▸ **THE PROBLEM**
Filter the entries that follow, copying every line in which the word "brown" appears.

⁂

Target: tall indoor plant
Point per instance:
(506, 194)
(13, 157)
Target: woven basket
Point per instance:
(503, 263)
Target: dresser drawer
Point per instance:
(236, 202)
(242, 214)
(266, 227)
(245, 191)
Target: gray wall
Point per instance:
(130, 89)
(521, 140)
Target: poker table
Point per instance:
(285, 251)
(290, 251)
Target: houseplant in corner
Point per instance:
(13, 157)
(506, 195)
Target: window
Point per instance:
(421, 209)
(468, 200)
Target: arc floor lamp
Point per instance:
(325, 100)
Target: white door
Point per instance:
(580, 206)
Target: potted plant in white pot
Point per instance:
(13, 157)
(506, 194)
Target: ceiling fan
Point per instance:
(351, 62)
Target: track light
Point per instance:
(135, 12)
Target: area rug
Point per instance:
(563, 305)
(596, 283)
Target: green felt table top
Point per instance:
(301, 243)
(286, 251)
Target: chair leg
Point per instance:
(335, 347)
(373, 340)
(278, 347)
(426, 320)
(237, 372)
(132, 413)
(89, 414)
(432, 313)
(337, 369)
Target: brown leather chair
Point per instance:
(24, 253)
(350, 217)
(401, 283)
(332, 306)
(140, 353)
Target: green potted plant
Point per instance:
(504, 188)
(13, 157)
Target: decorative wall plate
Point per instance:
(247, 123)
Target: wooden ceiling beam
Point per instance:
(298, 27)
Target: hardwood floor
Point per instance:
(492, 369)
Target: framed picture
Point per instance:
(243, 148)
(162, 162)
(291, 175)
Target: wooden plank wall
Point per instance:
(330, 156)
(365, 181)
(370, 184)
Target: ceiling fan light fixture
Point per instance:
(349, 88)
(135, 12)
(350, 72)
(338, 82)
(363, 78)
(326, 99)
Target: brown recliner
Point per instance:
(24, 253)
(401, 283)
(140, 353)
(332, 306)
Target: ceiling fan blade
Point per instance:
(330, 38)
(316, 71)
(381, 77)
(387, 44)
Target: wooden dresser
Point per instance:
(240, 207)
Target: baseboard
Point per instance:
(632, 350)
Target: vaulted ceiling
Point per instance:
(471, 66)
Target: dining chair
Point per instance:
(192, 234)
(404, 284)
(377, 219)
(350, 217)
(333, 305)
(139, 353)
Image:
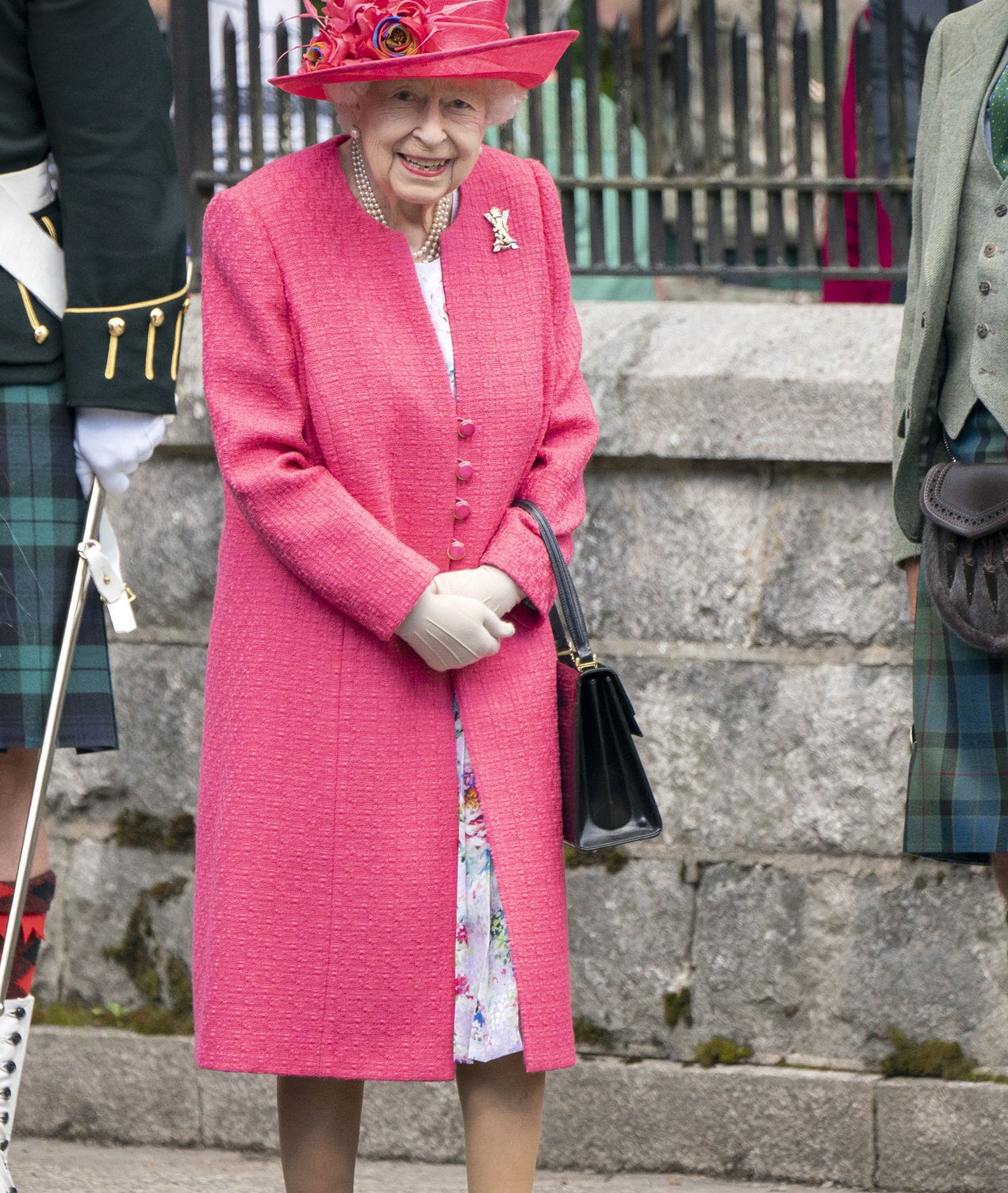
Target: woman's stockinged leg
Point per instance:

⁂

▸ **RESPONSE BELOW**
Target: brown leather chair
Target: brown recliner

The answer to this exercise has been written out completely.